> WRITTEN PROBLEM 1: Using the passage on Victorian Country Party politics, please explain why the Victorian United Country Party expelled John McEwen, in one to three sentences.
> WRITTEN PROBLEM 2: Show each line in the entries that contains the string "microwave". Case counts.

> PAGE EXTRACT:
******

Of the four elected CP members from Victoria, two were from the anti-Coalitionist side of the party. Ellis writes (p220 of [1]):

A representative of the Victorian Country Party, Alexander Wilson, unseated the sitting member (Hugh McClelland) in Wimmera. As the loss of the Indi seat in 1928 sealed the fate of the Bruce-Page government, so the loss of Wimmera assisted a few years later to defeat a government. Wilson remained aloof from the federal party but G. H. Rankin, the Chief President of the Victorian organization, who won the Bendigo seat from the United Australia Party, incurred the wrath of his colleagues by joining the federal parliamentary party immediately.

(Rankin's subsequent backdown, mentioned in his ADB entry [11], occurred in May 1939 [12], as he ceased meeting with the federal parliamentary Country Party.

Any superficial truce between the two Victorian factions certainly ended soon after the election. John McEwen accepted a position as Minister for the Interior, and the UCP expelled him from the party [13]:

"In view of Mr. McEwen's failure to observe the rules of the Victorian United Country party in the acceptance of a portfolio in the Lyons composite Government and his lack of loyalty to endorsed Parliamentary candidates of the party at the recent Federal election, this central council decides to cancel his membership of the Victorian United Country party."

******

> RECORDS FOR PROCESSING:
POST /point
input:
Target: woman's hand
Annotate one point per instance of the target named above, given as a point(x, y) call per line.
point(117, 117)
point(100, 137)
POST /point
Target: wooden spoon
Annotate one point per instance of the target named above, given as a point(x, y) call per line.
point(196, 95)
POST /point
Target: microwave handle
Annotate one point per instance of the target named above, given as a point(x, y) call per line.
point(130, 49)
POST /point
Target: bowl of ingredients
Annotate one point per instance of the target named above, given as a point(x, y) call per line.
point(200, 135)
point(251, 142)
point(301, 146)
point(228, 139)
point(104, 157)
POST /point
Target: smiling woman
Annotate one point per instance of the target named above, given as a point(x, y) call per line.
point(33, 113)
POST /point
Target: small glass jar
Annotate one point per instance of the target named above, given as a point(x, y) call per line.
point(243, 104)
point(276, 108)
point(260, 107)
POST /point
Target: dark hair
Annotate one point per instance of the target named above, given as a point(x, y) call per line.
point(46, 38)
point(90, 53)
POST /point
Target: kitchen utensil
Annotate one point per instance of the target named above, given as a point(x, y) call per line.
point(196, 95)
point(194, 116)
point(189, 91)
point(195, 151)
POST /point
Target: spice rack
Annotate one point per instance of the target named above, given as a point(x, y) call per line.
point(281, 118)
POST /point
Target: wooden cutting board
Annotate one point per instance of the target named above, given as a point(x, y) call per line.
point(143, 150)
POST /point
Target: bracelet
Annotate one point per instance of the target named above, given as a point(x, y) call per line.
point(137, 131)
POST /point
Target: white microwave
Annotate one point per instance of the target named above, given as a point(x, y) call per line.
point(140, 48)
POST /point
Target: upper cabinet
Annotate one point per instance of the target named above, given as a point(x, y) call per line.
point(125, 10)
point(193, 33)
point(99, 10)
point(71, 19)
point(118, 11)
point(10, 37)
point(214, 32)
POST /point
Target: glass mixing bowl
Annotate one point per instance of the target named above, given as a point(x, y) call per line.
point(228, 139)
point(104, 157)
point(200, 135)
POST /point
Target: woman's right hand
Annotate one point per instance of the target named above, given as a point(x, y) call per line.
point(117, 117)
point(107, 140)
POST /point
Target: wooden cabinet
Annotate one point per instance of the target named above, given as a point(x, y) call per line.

******

> CORRECT OUTPUT 1: The party's central council expelled McEwen because he failed to observe its rules when he accepted a portfolio in the Lyons composite Government. It also cited his lack of loyalty to the party's endorsed Parliamentary candidates at the recent Federal election.

> CORRECT OUTPUT 2:
Target: microwave handle
Target: white microwave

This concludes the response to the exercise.